_Given passage_.
It's time for pay TV to blend the best of linear, on-demand and OTT

Jim Barthold, FierceIPTVI wake up each morning and toss a blend of coffee beans into the grinder in anticipation of my morning pot of caffeine. During the day, when in the car, I listen to a blend of hits thanks to my Sirius XM subscription or, if at home, a blend of oldies thanks to the only local station I can pick up. In the evening I relax with tea brewed from a blend of tiny little tea leaves gathered just to make my nights more relaxing.

I could go on, but I think you have the idea. Life's a blender and everything we do and consume and even wear comes out as a blend.

That's why I'm surprised that until Virgin Media's (Nasdaq: VMED) announcement today that it was setting up a Netflix app on its Virgin Media TiVo service, no pay TV service provider had decided to blend an Internet-enabled subscription service into its traditional lineup of games and on-demand and pay-per-view and linear content. It seems so logical, given the capabilities of IP-enabled TV entertainment platforms.

Looking at things through an historical lens, blended TV, as I like to call it, seems inevitable. Consumer demand and a changing subscriber base dictate that it must happen, just as television itself had to happen despite the fears and resistance of the movie industry. Premium services and later ad-supported cable programming had to happen, despite the fears and resistance of the broadcast industry. And Ultra HD will have to happen, despite the fears and resistance of pay TV providers worried that bandwidth demands will outstrip bandwidth reservoirs.

In each instance, a new idea came up--or in the case of Ultra HD (aka 4K) the idea is still coming--and consumers embraced it. In most instances, technology was the ingredient that cracked the status quo. Today's technology, and most particularly the new impetus behind HbbTV or hybrid TV, is pushing blended TV into the public consciousness.

_Recorded data_.
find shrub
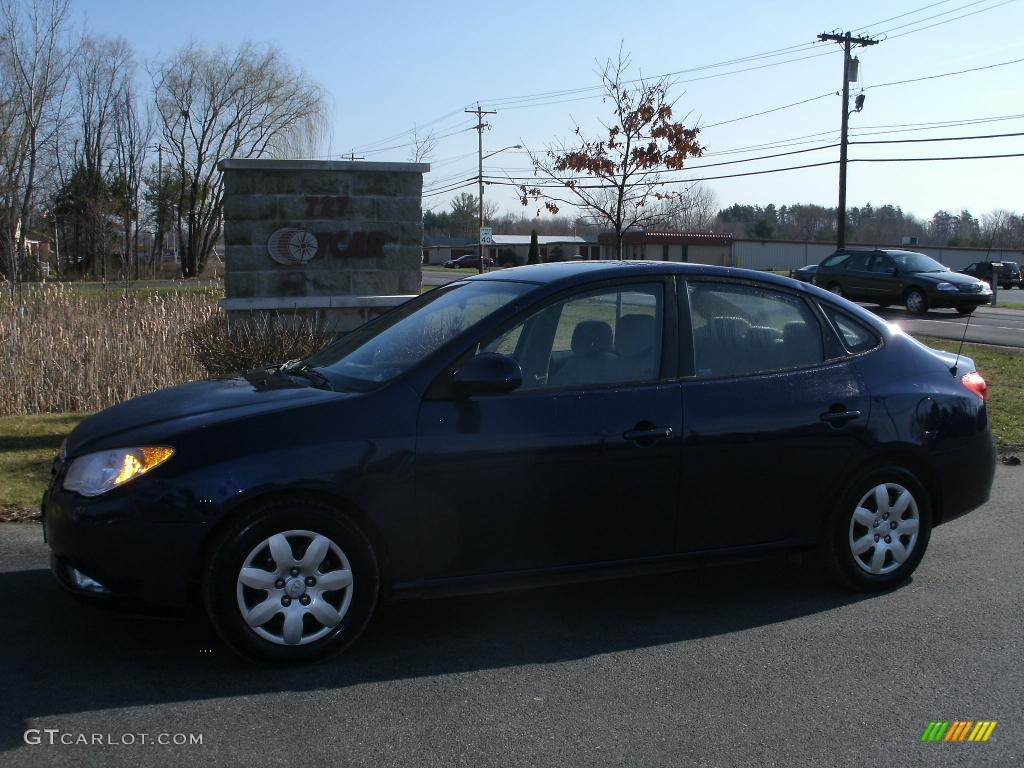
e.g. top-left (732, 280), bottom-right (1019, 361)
top-left (183, 310), bottom-right (330, 376)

_Instructions_.
1 – In the column on blended pay TV, which provider announced it was setting up a Netflix app on its TiVo service?
2 – Go on with the column about blended pay TV from the point where it stops.

_Expected answers_.
1 – Virgin Media

2 –
What's somewhat disturbing, at least from the outside-looking-in perspective, is that pay TV providers seem to be resisting the blend. MVPDs, especially among more traditional lines, are losing subscribers and seeing their bases threatened by cord cutters and cord nevers. Instead of looking for ways to bring these subs back into the fold via the IP technology at hand and the willingness of OTT outsiders to become insiders, they're resisting.

History says resistance is futile.

The pay TV business has a history that is rife with missed opportunities and catch-up efforts. Cable operators made already-difficult VCRs operational nightmares for the consuming public in an effort to preserve some precious premium service content dollars. That worked so well that TiVo was spawned in the personal video recording space--and cable and the rest of the industry played catch-up with their own digital video recording options.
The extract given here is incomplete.